- [Excerpt provided]:
···
Another batch waiting to be identified. Oct 07.

identifying apples.... identifying apples

Identifying apples can be quite difficult, and is arguably more of an art than a science. It's always interesting, if you have a favourite old apple tree, and you don't know the variety, to take it along to an "apple day" event to see what the experts say. Some apples are easy to identify, but there are reasons why you may not get a useful answer. The only objective test is probably a DNA analysis, and these are not cheap; at least, not yet.

Here are some reasons why your apple may not be correctly identified, or may even be unidentifiable:

1. It's from a very ancient apple tree - perhaps 150 years old - and everyone able to recognise the variety is long dead. It's possible to do a certain amount with textbooks, but there's no substitute for an identification done by someone who's grown the apple all his life.

2. The apple is from a pip, rather than a grafted tree. This means there is no other tree like it in the country. By the law of averages, it will resemble some apples quite closely, and it may be mistaken for a named variety, but it's still a mongrel. There are 22,000 villages in the UK, and if each one has a seedling apple tree, that's ten times the number of apples in the National Fruit Collection.

3. Apples in sunny locations have a different colour to those in the shade. For example - Allen's Everlasting in a shady year (or overgrown orchard) is a pale green russet. In the sunshine it still has a russety skin but is red. Even ordinary Bramleys can be brightly coloured in some years. And different trees grown from the same named varieties often don't match. A friend has a "D'Arcy Spice" bought from a nursery which is smaller and harder than the one in the National Fruit Collection, for example.
···
- [Material provided]:
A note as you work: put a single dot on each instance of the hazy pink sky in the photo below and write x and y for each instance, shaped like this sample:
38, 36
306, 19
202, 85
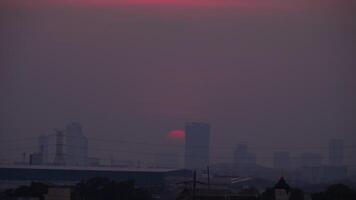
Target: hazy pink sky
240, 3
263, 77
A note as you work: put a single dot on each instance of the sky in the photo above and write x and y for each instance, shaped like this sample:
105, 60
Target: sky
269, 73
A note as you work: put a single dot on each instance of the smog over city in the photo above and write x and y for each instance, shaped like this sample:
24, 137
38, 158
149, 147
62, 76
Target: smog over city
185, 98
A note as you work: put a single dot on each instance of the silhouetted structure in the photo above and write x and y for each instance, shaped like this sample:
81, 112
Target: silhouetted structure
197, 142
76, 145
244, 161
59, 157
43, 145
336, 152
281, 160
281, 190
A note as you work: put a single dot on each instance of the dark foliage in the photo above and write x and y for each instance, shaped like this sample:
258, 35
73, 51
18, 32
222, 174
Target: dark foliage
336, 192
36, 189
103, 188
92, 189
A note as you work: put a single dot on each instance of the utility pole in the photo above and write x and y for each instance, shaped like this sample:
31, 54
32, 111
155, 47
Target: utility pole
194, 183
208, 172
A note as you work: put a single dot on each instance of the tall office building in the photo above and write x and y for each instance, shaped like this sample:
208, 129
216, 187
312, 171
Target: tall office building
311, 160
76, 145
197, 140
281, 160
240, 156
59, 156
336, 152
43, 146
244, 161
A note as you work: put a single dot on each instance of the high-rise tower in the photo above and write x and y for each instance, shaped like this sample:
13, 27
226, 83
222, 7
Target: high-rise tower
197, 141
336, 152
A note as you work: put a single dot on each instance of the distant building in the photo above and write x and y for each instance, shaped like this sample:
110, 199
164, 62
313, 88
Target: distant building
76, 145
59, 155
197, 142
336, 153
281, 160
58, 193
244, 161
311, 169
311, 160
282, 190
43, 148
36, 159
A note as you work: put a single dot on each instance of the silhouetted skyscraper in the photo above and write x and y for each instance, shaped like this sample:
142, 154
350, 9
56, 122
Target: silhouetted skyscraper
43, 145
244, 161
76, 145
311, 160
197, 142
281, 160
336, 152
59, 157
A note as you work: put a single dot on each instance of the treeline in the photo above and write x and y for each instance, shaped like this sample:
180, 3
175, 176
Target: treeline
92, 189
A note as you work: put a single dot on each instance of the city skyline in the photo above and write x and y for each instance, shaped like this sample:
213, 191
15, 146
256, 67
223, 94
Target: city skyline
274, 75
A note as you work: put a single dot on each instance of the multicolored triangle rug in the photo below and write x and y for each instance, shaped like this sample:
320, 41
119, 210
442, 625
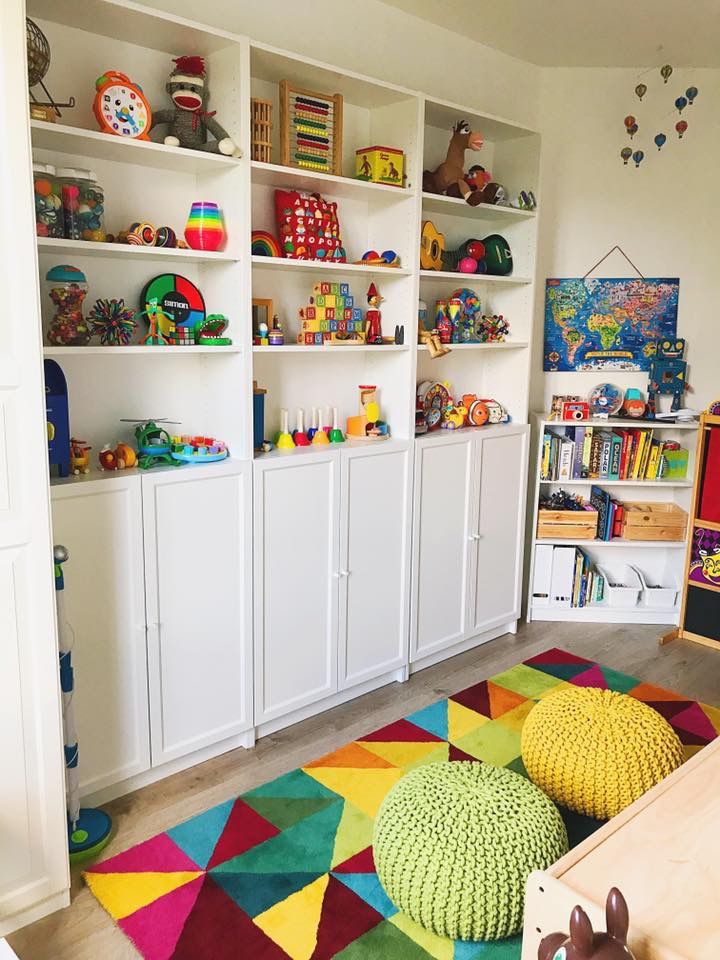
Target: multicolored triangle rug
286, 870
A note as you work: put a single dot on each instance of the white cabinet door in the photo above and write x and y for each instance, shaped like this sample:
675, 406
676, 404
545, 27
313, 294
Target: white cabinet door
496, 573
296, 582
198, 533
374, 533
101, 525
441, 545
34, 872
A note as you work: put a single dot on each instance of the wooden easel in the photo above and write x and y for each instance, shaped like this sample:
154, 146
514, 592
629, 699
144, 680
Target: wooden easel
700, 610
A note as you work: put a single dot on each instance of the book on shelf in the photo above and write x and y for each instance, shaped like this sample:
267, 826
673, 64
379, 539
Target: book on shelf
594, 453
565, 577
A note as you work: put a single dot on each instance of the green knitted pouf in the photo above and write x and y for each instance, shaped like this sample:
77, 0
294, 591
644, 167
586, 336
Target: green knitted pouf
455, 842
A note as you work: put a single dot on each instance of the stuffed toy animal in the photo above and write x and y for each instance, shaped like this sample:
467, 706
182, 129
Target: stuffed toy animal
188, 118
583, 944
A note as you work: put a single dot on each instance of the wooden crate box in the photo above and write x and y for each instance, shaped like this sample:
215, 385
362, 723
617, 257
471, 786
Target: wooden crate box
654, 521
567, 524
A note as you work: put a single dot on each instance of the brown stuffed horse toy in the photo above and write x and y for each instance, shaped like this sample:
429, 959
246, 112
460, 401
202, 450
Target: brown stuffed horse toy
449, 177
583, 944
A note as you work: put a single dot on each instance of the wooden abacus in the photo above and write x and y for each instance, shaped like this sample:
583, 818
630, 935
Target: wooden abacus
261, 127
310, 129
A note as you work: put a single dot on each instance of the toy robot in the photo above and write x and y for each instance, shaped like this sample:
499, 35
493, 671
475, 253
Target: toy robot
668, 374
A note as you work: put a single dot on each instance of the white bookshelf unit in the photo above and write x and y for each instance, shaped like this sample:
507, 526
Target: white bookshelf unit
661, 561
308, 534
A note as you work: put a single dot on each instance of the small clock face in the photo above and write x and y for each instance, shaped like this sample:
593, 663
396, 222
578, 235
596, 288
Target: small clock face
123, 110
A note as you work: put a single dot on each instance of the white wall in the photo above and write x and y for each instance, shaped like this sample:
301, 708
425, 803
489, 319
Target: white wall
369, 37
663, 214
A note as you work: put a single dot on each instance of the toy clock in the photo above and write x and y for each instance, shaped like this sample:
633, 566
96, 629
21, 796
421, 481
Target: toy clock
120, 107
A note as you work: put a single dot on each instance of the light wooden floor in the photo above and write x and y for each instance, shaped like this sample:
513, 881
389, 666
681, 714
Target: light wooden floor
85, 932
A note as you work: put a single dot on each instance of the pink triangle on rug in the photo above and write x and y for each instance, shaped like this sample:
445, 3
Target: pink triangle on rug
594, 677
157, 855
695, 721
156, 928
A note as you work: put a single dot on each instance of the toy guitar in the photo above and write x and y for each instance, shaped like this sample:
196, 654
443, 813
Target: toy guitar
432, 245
···
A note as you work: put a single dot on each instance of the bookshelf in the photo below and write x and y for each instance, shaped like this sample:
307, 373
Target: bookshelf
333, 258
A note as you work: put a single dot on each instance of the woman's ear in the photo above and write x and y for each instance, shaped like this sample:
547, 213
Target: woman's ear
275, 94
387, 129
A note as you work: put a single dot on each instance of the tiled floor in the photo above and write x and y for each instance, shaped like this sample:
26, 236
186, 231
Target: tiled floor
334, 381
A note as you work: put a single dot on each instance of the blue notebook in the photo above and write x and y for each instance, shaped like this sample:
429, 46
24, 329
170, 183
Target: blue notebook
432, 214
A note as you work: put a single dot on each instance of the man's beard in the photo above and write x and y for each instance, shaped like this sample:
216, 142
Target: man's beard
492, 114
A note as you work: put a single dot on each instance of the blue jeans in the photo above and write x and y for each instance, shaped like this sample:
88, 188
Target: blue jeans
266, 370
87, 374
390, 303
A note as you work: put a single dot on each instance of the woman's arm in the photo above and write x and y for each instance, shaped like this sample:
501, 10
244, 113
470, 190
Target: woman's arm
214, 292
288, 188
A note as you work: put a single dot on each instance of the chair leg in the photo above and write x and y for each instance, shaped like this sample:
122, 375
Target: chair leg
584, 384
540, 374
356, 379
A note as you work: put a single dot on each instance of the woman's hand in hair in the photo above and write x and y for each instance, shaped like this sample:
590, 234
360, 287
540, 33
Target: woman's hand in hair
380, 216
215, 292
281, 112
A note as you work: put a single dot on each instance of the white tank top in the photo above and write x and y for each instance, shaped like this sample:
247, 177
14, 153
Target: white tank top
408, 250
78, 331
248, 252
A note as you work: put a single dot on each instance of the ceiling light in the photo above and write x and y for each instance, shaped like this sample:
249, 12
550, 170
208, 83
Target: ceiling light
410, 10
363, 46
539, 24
···
- [Assignment]:
According to the piece on identifying apples, what is probably the only objective test of an apple's variety? The records are separate from the piece on identifying apples.

- [Your solution]:
A DNA analysis.